* What the task requires
Using the listing below, work out how many lines include the word "wooden". Only the number is to be given.

* Available data
····················

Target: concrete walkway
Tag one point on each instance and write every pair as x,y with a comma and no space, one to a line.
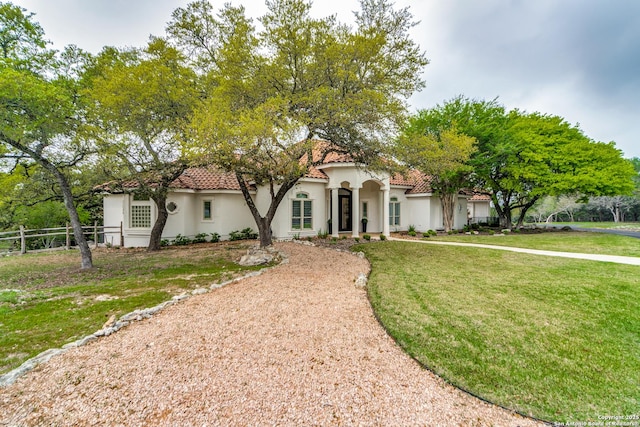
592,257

····················

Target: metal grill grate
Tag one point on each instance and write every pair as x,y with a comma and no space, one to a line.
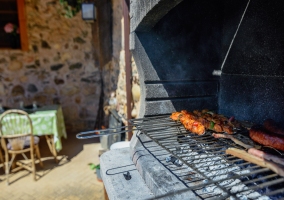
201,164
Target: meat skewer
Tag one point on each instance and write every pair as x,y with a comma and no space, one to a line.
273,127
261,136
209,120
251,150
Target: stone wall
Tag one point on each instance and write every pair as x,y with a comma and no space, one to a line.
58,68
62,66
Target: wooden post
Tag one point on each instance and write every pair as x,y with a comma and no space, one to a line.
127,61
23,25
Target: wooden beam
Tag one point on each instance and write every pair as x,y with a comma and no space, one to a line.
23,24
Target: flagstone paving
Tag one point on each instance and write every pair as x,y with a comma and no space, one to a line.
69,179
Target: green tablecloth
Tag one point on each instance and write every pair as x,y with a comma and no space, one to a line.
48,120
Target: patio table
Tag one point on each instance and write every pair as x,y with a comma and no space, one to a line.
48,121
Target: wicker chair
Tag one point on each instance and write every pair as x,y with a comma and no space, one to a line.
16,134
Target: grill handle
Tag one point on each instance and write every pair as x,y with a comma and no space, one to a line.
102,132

····················

* Solution for this exercise
2